WHAT NEEDS TO BE DONE
Skip any image you find and restate the rest of the data word for word.

RECORD EXCERPTS
----------

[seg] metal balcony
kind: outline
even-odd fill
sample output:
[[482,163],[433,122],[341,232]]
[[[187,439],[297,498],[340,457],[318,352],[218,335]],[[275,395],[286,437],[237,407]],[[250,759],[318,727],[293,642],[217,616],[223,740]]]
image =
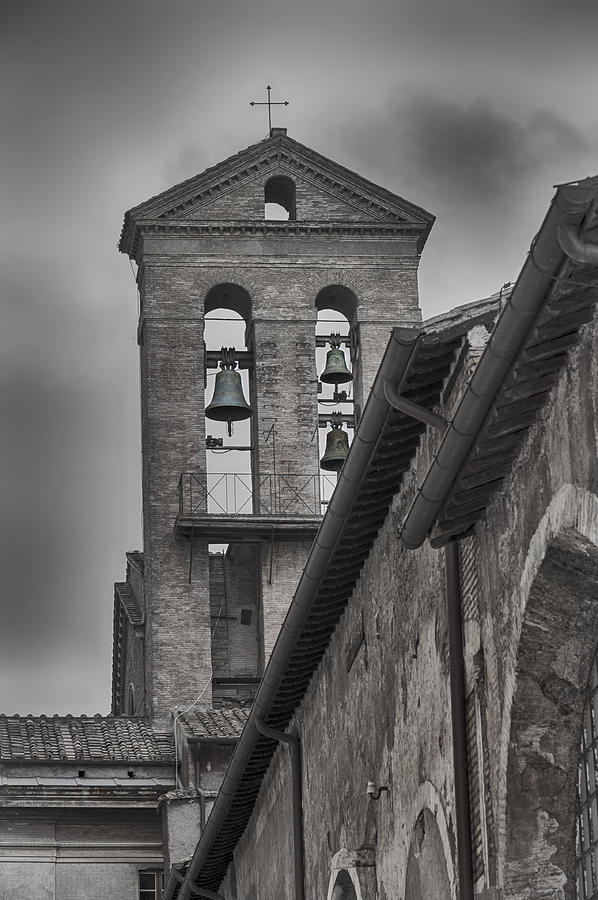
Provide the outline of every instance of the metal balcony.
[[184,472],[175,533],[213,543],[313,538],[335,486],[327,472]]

----------

WRITTEN SOLUTION
[seg] metal balcony
kind: outline
even-odd fill
sample output:
[[482,163],[433,122],[341,232]]
[[[187,439],[297,498],[340,457],[318,352],[218,335]],[[275,395],[286,437],[237,407]],[[250,759],[318,727],[293,642],[217,616],[223,740]]]
image =
Provide the outline of every instance of the metal balcony.
[[184,472],[175,533],[213,543],[313,538],[335,486],[327,472]]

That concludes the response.